She and her husband consulted with Porter’s pediatrician when deliberating whether to send him to in-person school this year. In 2019, Porter ended up being hospitalized for the flu because he wasn’t able to communicate that he was in pain. Confused and scared by what was happening to him, he stopped eating and drinking. Boevers held back tears as she reflected on the experience, on the memory of witnessing three grown men holding Porter down so they could get the IV tube in.
The doctor said the same thing could recur if Porter contracted the coronavirus, especially because he also struggles to comply with hygiene practices. Porter should attend school, the pediatrician concluded, only if anyone on campus who can wear a mask does so.
“I’ve seen people say the parents of children under 12 are living a different pandemic than everyone else because these children cannot be vaccinated,” Boevers said. “And I like to say, ‘The parents of special-needs children under 12 are living in hell during this pandemic,’ because every day we worry about the safety of our children when doing the basic things that every child has a right to do.”
South Carolina’s anti-mask law is excluding and segregating them, the plaintiffs alleged, by forcing many of them to withdraw from public school. And in prohibiting schools from dictating their own mask rules, the complaint continued, the law also denies those children an equal education.
“It’s really a slap in the face to students with disabilities,” said Susan Mizner, director of the ACLU’S Disability Rights Program. “Because while there is a risk to everyone, ... we know that the people who will get severely ill are almost always the students who have these underlying conditions or disabilities.”
Families have little recourse
In some parts of the country, distance learning isn’t an option this school year. According to an analysis by the Center on Reinventing Public Education, a University of Washington research group, three of the states with restrictions on mask requirements have passed legislation or policies limiting access to virtual schooling.
Those states include Tennessee, whose policy, enacted in April, prohibits districts from offering system-wide remote or hybrid instruction unless there is a declared state of emergency.
§ §
- [Work item] In the passage about school mask laws, in what month was Tennessee's policy limiting remote or hybrid instruction enacted?

- [Dataset items]
§ §
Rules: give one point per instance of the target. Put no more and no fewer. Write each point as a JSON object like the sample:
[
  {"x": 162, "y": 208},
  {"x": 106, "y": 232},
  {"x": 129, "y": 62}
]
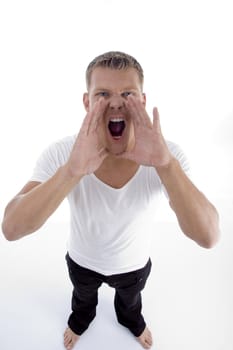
§ §
- [Problem solution] April